• _THE INPUT_:

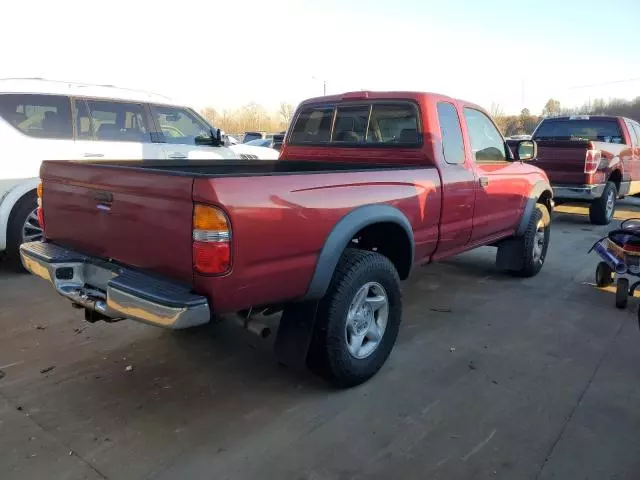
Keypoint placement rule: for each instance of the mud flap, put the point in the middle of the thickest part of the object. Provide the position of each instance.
(510, 254)
(295, 333)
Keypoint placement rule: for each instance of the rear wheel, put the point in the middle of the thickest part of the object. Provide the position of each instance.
(23, 227)
(602, 209)
(358, 319)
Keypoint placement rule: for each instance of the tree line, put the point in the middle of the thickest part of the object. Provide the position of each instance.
(250, 117)
(525, 122)
(253, 117)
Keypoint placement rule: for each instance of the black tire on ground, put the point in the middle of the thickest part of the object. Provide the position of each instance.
(622, 292)
(18, 217)
(538, 230)
(329, 355)
(604, 275)
(602, 209)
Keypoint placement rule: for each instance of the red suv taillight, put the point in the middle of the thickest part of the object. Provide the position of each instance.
(211, 240)
(39, 211)
(592, 159)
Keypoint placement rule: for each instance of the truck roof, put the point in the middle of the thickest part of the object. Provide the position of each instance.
(384, 95)
(58, 87)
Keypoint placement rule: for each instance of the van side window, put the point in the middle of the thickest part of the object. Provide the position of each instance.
(180, 126)
(41, 116)
(452, 143)
(118, 121)
(486, 142)
(83, 120)
(393, 123)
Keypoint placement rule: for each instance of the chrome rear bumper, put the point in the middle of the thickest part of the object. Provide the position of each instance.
(578, 192)
(114, 291)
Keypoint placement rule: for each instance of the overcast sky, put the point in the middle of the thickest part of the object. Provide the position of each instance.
(226, 54)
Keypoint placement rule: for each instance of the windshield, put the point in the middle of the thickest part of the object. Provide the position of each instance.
(596, 129)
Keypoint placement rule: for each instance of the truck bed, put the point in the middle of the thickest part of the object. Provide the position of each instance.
(140, 216)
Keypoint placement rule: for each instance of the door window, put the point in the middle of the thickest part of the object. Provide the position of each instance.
(118, 121)
(452, 143)
(41, 116)
(486, 142)
(180, 126)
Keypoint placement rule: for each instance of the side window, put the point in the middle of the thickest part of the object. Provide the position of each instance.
(486, 142)
(41, 116)
(118, 121)
(393, 123)
(351, 124)
(452, 143)
(313, 125)
(180, 126)
(83, 120)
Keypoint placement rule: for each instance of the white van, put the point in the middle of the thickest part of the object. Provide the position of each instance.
(51, 120)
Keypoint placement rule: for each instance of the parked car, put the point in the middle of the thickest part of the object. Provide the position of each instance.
(368, 185)
(42, 119)
(592, 158)
(274, 142)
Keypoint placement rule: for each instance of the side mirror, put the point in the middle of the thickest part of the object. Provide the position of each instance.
(526, 150)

• _TASK PROMPT_: With the pictures left out, transcribe the material exactly.

• _RESPONSE TO THIS TASK_:
Keypoint placement rule: for each instance of the mud flap, put the point in the middle of the thickest part of the object. Provide the position of each instance.
(510, 254)
(295, 333)
Keypoint placement rule: for each instance of the rear wheel, put the point in the middle of the thickest part of the object. Provide the position of each instance.
(23, 227)
(602, 209)
(358, 319)
Keypoint placement rule: for each instance of the tree line, put the point in the middle of the thickest part of the object. Provide the position of each instance.
(250, 117)
(525, 122)
(253, 117)
Keypoint placement rule: for each instance of the black tire on ground, put the point in the middle of the thickest part of the object. Provide the position of each instance.
(622, 292)
(18, 217)
(538, 230)
(329, 355)
(604, 275)
(602, 209)
Keypoint placement rule: for each instance of the red suv taillight, put the point in the middle of the thickest part of the object. Provide the position of each instance.
(211, 240)
(39, 211)
(592, 159)
Keypoint placement rule: for each instance of the truck roof, put the point in the middle of the thickest part of the object. Provide the position of each instance.
(384, 95)
(58, 87)
Keypoint placement rule: for each instance of the van side window, put the point in the middle of the thickest part of the object. Provide the position of each instance.
(180, 126)
(41, 116)
(452, 143)
(118, 121)
(486, 142)
(83, 120)
(393, 123)
Keypoint placement rule: for each instance of the chrome rear bumper, put the point in the middle of the thickest part of the object. Provide the position of each instance.
(578, 192)
(114, 291)
Keypoint placement rule: for each instance of the overcast sky, put the point in the middle of the thickest part of the object. Provide the position of each instance.
(226, 54)
Keypoint placement rule: for each instance of the windshield, put the point in the middle of the thickest part of the object. Provide the position of each instance.
(596, 129)
Keypoint placement rule: for each instance of the truck bed, put the point in the middle of the thickest part of the object. Provide the position of each instance.
(140, 216)
Keypoint placement rule: for each instance of the door window, put the point in the middle of the thickest part of the object. Provide the position of each instance.
(118, 121)
(452, 143)
(41, 116)
(486, 142)
(180, 126)
Keypoint placement rule: for each instance of the side window, put the point in the middle of the thickest part of the object. Provide the position of each instance.
(486, 142)
(41, 116)
(118, 121)
(393, 123)
(351, 124)
(452, 143)
(313, 125)
(180, 126)
(83, 120)
Keypoint placement rule: for each instance of the white van, put the point in the middle of the thickest part of the object. Provide the position of each instance.
(51, 120)
Keypoint placement rule: for each instance of the parked car, put the point in the middle of the thickest part of the object. Provide the position of each instance.
(368, 185)
(42, 119)
(592, 158)
(274, 142)
Keypoint placement rule: for each instance of the side mirror, put the point in the middle of the thickest part of the object. Provide the position of each instance.
(526, 150)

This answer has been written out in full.